You've got mere months to change the public perception of your client and he stands to gain upward of $25 million in salary and endorsements -- what do you do? Pose him next to a kid. Click. Post. Repeat.
Call it distasteful and cynical if you want. But it's PR 101, according to Marcia DiStaso, a Penn State assistant professor and social media expert. NFL coaches, scouts and GMs are not necessarily on Instagram or going to be directly swayed by social media, but the mainstream media certainly is (case in point: this story), and that's how Manziel has been able to so quickly and effectively improve his image.
"You want to get your different audiences to like you, and when you're talking football, one of the core audiences is kids," says DiStaso. "Get the kids and adult males behind you and you've got the country. There's also the aspect of, if you're liked by kids, then everyone should like you, because kids don't innately distrust people. It helps soften him quite a bit, to mix in a few pictures with kids along with the rappers."

Stored data entries
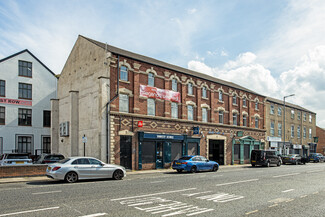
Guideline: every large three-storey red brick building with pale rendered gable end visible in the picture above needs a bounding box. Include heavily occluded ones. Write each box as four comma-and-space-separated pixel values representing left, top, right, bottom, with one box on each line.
52, 36, 265, 169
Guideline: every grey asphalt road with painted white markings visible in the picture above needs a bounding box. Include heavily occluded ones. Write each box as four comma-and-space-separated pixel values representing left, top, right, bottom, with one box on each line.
0, 163, 325, 217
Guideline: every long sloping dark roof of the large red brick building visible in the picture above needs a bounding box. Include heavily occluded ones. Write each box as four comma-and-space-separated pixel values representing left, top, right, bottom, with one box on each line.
79, 35, 264, 97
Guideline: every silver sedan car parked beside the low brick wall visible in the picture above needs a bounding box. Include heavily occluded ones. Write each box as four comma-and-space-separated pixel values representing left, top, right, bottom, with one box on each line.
46, 157, 126, 183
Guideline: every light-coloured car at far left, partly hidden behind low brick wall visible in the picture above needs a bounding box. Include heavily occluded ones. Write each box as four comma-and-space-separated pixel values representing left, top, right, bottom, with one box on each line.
0, 153, 32, 166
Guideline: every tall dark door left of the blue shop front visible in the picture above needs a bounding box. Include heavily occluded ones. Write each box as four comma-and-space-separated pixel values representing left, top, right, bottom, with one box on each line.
120, 136, 132, 169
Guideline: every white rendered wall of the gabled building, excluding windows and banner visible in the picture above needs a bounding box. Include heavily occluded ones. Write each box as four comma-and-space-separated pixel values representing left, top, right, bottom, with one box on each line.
0, 51, 57, 152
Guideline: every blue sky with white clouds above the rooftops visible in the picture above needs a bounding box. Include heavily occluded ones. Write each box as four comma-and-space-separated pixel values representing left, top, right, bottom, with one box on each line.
0, 0, 325, 128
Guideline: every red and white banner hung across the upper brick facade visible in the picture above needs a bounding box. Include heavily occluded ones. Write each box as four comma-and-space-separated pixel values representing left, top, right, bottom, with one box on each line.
140, 84, 181, 102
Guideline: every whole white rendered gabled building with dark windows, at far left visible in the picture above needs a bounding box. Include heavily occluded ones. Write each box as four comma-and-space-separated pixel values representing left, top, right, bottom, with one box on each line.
0, 49, 57, 154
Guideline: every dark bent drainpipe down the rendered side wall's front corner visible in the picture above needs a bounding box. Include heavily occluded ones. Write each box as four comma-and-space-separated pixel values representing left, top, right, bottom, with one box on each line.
106, 55, 120, 163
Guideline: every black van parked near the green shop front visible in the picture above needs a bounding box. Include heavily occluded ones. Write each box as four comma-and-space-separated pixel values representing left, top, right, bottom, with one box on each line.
251, 150, 282, 167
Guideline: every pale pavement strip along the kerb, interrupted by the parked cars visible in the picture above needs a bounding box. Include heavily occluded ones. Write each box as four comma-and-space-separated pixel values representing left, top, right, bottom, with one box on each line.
0, 164, 250, 184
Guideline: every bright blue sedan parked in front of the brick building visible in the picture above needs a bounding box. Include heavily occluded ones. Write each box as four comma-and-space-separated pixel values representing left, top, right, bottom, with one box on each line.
172, 155, 219, 173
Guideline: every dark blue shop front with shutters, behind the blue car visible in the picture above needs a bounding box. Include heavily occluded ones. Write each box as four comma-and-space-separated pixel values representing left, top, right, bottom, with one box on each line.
138, 132, 200, 170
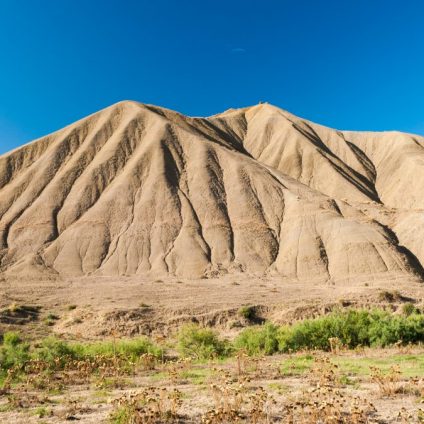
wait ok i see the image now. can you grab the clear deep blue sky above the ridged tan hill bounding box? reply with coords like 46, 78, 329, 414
0, 0, 424, 153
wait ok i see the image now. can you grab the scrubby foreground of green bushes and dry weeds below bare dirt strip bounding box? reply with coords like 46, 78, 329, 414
0, 298, 424, 424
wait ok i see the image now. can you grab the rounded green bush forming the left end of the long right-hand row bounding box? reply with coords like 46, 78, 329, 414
234, 323, 279, 355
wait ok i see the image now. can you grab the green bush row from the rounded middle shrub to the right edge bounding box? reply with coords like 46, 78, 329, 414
178, 309, 424, 359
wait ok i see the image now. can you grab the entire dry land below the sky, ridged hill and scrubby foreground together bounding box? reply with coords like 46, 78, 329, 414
0, 102, 424, 424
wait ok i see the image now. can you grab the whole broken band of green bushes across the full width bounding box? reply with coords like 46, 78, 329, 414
0, 309, 424, 373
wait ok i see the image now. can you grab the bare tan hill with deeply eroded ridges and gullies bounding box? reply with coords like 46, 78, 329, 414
0, 102, 424, 281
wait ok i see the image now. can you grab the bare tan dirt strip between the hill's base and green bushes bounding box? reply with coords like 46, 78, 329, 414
0, 274, 424, 338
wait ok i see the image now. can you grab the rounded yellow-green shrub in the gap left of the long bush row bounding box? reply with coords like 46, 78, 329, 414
178, 324, 228, 359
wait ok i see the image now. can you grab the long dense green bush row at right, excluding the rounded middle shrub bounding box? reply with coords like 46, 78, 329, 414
234, 309, 424, 355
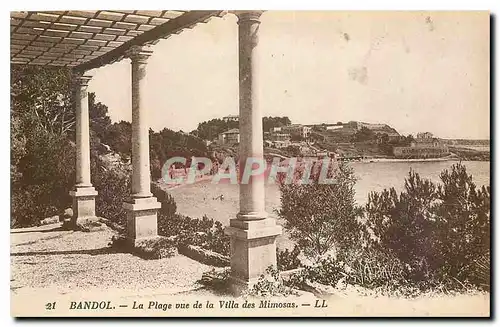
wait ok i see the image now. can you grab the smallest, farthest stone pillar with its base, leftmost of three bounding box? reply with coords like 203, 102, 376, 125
70, 74, 97, 227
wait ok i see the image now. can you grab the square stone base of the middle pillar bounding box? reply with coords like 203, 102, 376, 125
123, 197, 161, 246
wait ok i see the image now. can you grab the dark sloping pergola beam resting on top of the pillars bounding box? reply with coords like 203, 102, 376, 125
74, 11, 222, 72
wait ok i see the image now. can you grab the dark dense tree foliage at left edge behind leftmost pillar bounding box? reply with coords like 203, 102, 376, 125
11, 65, 118, 227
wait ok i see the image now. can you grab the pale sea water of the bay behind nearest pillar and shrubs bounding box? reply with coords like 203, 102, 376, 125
169, 161, 490, 224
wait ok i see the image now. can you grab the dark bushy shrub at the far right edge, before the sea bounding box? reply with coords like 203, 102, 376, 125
435, 164, 490, 280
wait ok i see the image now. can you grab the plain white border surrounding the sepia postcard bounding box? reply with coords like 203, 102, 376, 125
0, 0, 500, 326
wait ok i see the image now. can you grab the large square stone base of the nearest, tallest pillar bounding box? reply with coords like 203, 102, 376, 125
225, 218, 282, 294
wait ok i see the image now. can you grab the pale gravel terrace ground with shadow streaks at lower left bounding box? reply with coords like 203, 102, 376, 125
11, 224, 215, 294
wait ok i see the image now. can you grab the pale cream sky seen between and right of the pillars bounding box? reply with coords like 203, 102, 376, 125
89, 11, 490, 139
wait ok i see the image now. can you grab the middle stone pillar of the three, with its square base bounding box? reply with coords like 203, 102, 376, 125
123, 46, 161, 246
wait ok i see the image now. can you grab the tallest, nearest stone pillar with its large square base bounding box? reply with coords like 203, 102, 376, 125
225, 11, 281, 293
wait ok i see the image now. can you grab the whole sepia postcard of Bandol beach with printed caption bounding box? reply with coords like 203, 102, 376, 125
10, 9, 491, 317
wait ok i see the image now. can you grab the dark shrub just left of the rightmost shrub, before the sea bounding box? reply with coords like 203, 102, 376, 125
365, 171, 438, 281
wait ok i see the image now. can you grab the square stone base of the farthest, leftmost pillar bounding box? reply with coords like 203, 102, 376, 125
69, 186, 98, 227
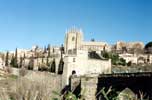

Check your understanding
1. Please revise the Manziel article starting with "You've got mere" and going on through "improve his image.", swapping "PR 101" for "Public Relations 101".
2. According to the Manziel article, what is Marcia DiStaso's job?
3. Extend the Manziel article, picking up after its last sentence.
The data is separate material from the Manziel article.

Task results
1.
You've got mere months to change the public perception of your client and he stands to gain upward of $25 million in salary and endorsements -- what do you do? Pose him next to a kid. Click. Post. Repeat.
Call it distasteful and cynical if you want. But it's Public Relations 101, according to Marcia DiStaso, a Penn State assistant professor and social media expert. NFL coaches, scouts and GMs are not necessarily on Instagram or going to be directly swayed by social media, but the mainstream media certainly is (case in point: this story), and that's how Manziel has been able to so quickly and effectively improve his image.

2. She is an assistant professor at Penn State and a social media expert.

3.
Posted: Feb. 14
One of the big questions regarding Manziel, or any other potential franchise quarterback, is his work ethic: Just how committed is he to the endless, mundane and superhuman workload, on and off the field? For example: On Fridays during the preseason, Drew Brees doesn't just watch film until he's the last person in the Saints' facility -- he seems to actually love doing it. "It's one thing to have confidence and another to have humility," Jags coach Gus Bradley said at the NFL combine, referring to Manziel. "If you have humility, you can talk about your weaknesses and that's how you improve. The confidence is great and all that, but are you willing to get better and challenge yourself like Peyton Manning and all the great quarterbacks? Can he challenge himself in a way that he's open to being coached and self-evaluate the areas he needs to improve?"